→ Passage shown:
:::
# Found A Pigeon*******Fallbrook California****



## kaftar (Jun 18, 2007)

Can anyone help this guy. He sent me a email but, im trying to sell my own birds and i dont have room for any birds. 

http://sandiego.craigslist.org/nsd/pet/1304381831.html


Thanks

Mike


----------



## Birdmom4ever (Jan 14, 2003)

He can try posting on the Adoption section of this forum. Lovely bird, BTW. Looks like a Damascene.


----------



## Skyeking (Jan 17, 2003)

I'll move your thread to the adoption forum.

Thank you.


----------



## Deni (Aug 19, 2009)

*Pigeon needs home in North San Diego County*

This pigeon was found in Fallbrook, CA, under attack by a hawk over a year ago. We rescued him and nursed him back to health. He is clearly unhappy in the cage we are forced to keep him in, and wants a larger aviary setting with others of his kind. I normally raise cockatiels and can not afford a large setting for one bird. We call him Merlin, and he can be handled. Please email me for phone # if you would like to adopt him.

Thank you,
Denise
[email protected]


----------



## Deni (Aug 19, 2009)

Hi Kaftar,

Thanks for posting this...the craigslist link is no longer good. I have now posted on this site, offering him for adoption. 

Deni


----------



## george simon (Feb 28, 2006)

Deni said:


> Hi Kaftar,
> 
> Thanks for posting this...the craigslist link is no longer good. I have now posted on this site, offering him for adoption.
> 
> Deni


* Hi DENI, We have a member that lives in FALLBROOK she goes by the handle of MARGARRET you could send her a PM she does take in pigeons. GEORGE*


----------



## kippermom (Jan 11, 2006)

We haver a member, George, who lives near you...hopefully he will check in shortly. I will try to PM him about this bird. Hang in there and thanks...
:::
→ Exercise data:
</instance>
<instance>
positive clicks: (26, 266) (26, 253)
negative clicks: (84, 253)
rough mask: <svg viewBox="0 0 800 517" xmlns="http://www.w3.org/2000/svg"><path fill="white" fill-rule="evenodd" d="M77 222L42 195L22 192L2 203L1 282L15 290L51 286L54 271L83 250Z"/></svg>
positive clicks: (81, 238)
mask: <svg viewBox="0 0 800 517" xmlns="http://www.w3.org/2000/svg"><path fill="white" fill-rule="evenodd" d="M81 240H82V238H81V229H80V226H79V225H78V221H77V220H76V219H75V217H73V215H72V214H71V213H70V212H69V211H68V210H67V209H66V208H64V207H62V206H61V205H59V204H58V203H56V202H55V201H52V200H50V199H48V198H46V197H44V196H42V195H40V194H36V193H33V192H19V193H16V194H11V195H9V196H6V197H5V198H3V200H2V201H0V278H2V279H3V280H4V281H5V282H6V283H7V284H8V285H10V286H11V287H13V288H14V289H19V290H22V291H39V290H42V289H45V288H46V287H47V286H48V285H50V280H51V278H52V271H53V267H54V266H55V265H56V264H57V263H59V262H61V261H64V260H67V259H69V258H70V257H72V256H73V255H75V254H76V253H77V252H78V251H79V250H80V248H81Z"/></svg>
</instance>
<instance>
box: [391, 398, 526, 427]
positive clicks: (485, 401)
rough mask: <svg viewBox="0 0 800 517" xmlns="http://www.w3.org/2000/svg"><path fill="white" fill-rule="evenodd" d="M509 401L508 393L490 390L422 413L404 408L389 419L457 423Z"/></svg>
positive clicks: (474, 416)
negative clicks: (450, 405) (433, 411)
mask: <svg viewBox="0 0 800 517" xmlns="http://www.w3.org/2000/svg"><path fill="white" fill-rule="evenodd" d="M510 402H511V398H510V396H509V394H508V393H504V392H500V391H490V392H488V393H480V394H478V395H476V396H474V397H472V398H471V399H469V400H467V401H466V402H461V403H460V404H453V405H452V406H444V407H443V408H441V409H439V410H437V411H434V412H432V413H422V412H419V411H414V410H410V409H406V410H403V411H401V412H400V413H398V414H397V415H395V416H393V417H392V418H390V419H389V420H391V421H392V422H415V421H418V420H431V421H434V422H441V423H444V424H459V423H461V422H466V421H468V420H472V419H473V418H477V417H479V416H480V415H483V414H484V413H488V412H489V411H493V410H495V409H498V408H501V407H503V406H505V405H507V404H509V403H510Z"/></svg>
:::
→ Task list:
1) Reproduce the entries verbatim, from their first line through the line containing "negative clicks: (84, 253)".
2) Continue the forum thread about the pigeon found in Fallbrook from the point where it stops.

→ Answers to the exercises:
1)
</instance>
<instance>
positive clicks: (26, 266) (26, 253)
negative clicks: (84, 253)

2)
----------



## kippermom (Jan 11, 2006)

You might also try member ggoss1...I have PMed him about this bird as well. Hopefully between George and Maragaret, the bird will find a great home.


----------



## TAWhatley (Mar 6, 2001)

Margarret is also in Fallbrook. I know she has had her hands full, but perhaps she would be interested in adopting the bird.

Terry


----------



## TAWhatley (Mar 6, 2001)

Just merged the two threads about this bird. Sorry that I don't have time right now to clean it up .. you can clearly tell what's going on even though there are some duplicates now.

Terry


----------



## Deni (Aug 19, 2009)

Hi All,
I've spoken with both of the above mentioned parties and although there are delays, one or the other may adopt Merlin down the road. Keeping fingers crossed! Thanks to everyone for all your kind help.

Deni


----------



## terrye (Jun 19, 2009)

*I am in Laguna Hills ca*

Terry at [email protected] and i have a nice small loft.
Terry


----------



## edelfede (Aug 24, 2009)

*I am looking to adopt a male pigeon preferable*

Do you know the sex of your baby?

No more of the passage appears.